**TÂCHES À RÉALISER:**
a - Dans le passage sur la réponse du LLM, à quoi l'erreur sur le niveau des formations “Design #2” et “Design #3” est-elle probablement due ? Répondez en une à trois phrases.
b - Prolongez le passage sur la réponse du LLM à partir de sa dernière phrase.

**PASSAGE FOURNI:**
-----

Cette réponse soulève plusieurs remarques :

  • La liste des formations proposée est incomplète. On retrouve ici un biais déjà observé sur l’exemple précédent dans lequel le LLM avait focalisé son attention sur la formation “Terraform Advanced” en ignorant la formation “Terraform Intermediate”.
  • Le niveau des formations “Design #2” et “Design #3” n’est pas le bon. Cette hallucination est probablement liée à un perception de gradation du niveau de difficulté selon le “numéro” de la formation, principe qui est souvent adopté dans des contenus similaires au catalogue de formation Ippon sur lequel le LLM a peut-être été entraîné.
  • Les valeurs retenues pour “level” et “profiles” sont en anglais dans la réponse alors qu’elles sont en français dans le contenu d’origine. Même si le prompt proposé est en français, le choix de nommage pour les attributs du JSON ont probablement induit une réponse en anglais là où la traduction était directe ; on notera en effet que le nom des formations a été préservé en français.

-----

**DONNÉES DISPONIBLES:**
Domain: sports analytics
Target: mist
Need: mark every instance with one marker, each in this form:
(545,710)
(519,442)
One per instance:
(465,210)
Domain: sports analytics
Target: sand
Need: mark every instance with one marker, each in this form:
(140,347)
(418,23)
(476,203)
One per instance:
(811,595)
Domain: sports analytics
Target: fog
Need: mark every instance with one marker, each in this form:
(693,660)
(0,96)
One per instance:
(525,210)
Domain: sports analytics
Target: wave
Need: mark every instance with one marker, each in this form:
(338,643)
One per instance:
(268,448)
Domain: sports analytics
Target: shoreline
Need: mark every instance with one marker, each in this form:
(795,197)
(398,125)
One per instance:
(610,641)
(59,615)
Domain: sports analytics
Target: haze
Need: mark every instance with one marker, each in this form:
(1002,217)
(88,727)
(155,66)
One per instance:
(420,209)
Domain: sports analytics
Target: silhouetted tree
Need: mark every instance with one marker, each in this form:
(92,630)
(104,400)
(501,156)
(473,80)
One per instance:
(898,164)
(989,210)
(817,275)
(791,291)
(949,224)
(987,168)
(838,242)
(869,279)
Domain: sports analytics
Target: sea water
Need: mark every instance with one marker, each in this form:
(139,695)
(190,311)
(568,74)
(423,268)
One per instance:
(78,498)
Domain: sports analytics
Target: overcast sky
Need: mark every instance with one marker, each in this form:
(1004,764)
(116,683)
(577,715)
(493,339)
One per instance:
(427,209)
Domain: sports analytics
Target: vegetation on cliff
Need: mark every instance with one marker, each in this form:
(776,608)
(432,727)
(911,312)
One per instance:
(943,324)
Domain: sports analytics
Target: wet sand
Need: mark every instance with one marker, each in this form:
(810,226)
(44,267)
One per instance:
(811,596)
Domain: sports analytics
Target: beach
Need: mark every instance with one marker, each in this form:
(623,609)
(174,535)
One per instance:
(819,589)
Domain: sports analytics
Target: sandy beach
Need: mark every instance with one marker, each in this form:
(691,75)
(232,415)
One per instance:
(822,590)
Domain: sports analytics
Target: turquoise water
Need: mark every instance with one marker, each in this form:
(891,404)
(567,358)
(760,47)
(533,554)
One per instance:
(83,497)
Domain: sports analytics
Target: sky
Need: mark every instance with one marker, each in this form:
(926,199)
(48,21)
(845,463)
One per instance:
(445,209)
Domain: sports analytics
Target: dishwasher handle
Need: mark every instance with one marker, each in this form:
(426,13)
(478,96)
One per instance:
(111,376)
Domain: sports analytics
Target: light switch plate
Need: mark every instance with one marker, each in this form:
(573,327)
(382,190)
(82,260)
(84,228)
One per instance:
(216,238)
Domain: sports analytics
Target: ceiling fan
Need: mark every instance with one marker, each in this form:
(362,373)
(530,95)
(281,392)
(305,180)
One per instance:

-----

**RÉPONSES PAR TÂCHE:**
a - Cette hallucination est probablement liée à une perception de gradation du niveau de difficulté selon le “numéro” de la formation. Ce principe est souvent adopté dans des contenus similaires au catalogue de formation Ippon, sur lequel le LLM a peut-être été entraîné.

b -
Enfin, il est important de souligner que les temps de réponse du LLM via ses endpoints restent assez élevés (souvent au-delà de deux minutes) avec la configuration matérielle utilisée pour mener les tests en local. En effet, seules les ressources CPU (4 cœurs) ont été utilisées par le LLM pour restituer ses réponses. La mise en œuvre de GPU ou l’adjonction de ressources CPU supplémentaires permettrait de réduire les temps de réponse pour des usages interactifs.

Conclusions

Le niveau de maturité des technologies liées aux LLM ouvre des perspectives d’utilisation dans des contextes de développement d’applications spécifiques. Le déploiement d’un LLM via Ollama et l’intégration de son API via Langchain permettent en effet de produire des résultats intéressants. Cela étant, nous avons mis en évidence quelques limitations de l’approche qu’il convient d’adresser en fonction du contexte d’usage :

  • Les temps de réponse du LLM peuvent être un sérieux obstacle pour des cas d’usage interactifs (c’est moins problématique pour des traitements en arrière plan) ; le dimensionnement de l’infrastructure est alors à considérer avec soin.
  • La complétude et l’exactitude des réponses sont conditionnées par la taille du modèle choisi (rappelons que le modèle 7B utilisé pour notre exemple, bien qu’efficient, est loin d’être le plus performant sur le marché) et par la base d’apprentissage (qui dans notre cas était limitée à un seul document).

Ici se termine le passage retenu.